Start

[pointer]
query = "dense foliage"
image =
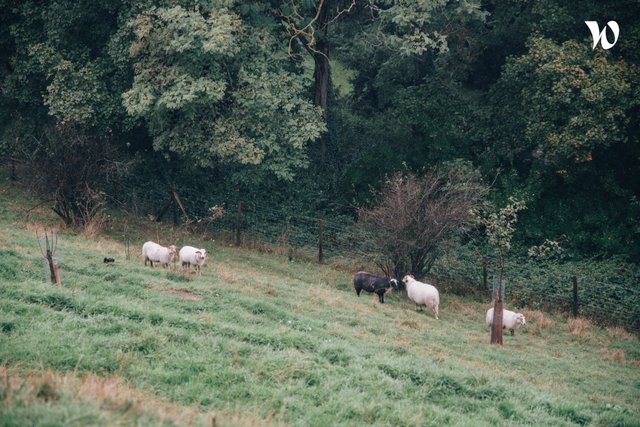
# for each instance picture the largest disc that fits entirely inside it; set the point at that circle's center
(223, 100)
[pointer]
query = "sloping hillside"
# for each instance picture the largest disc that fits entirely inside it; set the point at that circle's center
(260, 340)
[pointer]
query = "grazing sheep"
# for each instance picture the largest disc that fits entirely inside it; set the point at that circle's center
(510, 319)
(153, 252)
(372, 283)
(422, 294)
(192, 256)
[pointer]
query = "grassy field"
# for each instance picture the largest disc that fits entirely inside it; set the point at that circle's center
(259, 340)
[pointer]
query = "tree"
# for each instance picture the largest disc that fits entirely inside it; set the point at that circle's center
(413, 215)
(64, 109)
(214, 90)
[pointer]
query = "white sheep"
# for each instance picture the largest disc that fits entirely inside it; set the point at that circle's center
(153, 252)
(422, 294)
(510, 319)
(192, 256)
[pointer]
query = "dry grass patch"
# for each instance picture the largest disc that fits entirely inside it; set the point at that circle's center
(227, 275)
(581, 328)
(618, 355)
(182, 294)
(110, 394)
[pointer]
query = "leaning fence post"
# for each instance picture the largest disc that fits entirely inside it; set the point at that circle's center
(238, 213)
(320, 240)
(574, 279)
(484, 273)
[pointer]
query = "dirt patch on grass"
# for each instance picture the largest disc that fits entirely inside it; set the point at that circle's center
(614, 355)
(109, 396)
(537, 322)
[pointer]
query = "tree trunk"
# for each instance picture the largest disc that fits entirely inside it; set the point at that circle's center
(496, 328)
(321, 70)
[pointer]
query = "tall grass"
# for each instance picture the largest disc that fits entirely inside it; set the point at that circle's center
(258, 339)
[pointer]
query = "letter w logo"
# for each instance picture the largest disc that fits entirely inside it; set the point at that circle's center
(598, 36)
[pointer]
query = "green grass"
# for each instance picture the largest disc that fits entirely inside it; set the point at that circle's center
(260, 340)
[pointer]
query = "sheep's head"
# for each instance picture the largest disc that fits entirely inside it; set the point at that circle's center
(406, 279)
(172, 251)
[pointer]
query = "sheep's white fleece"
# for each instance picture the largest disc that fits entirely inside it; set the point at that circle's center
(192, 256)
(510, 319)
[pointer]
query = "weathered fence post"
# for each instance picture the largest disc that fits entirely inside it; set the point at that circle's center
(238, 214)
(48, 252)
(496, 327)
(56, 271)
(320, 240)
(574, 279)
(52, 268)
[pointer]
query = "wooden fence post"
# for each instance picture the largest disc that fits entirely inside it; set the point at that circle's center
(574, 279)
(238, 214)
(320, 240)
(58, 279)
(496, 327)
(484, 273)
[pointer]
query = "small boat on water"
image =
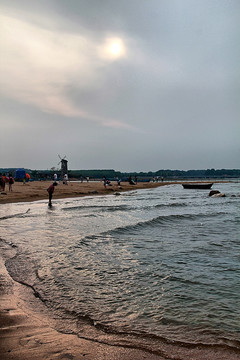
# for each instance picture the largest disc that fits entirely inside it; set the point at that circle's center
(197, 185)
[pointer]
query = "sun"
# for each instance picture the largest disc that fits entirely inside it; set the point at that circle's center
(113, 48)
(116, 48)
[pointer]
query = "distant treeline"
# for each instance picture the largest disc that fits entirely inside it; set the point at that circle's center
(144, 176)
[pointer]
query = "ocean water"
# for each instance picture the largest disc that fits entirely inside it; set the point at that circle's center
(156, 269)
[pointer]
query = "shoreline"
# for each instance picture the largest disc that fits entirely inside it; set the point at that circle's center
(37, 190)
(29, 335)
(29, 331)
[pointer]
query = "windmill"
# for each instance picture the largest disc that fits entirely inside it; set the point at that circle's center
(64, 168)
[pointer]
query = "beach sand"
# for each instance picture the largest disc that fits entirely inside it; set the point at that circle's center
(27, 334)
(37, 190)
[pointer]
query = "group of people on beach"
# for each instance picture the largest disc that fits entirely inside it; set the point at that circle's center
(6, 179)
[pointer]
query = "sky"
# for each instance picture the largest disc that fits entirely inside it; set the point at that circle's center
(130, 85)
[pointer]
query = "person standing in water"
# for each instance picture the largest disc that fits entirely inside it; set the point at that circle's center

End

▸ **Your goal**: Locate each line in the records that contains the string "water" and copy it out. Case counts.

▸ **Complete response**:
query = "small boat on water"
query = "ocean water"
query = "person standing in water"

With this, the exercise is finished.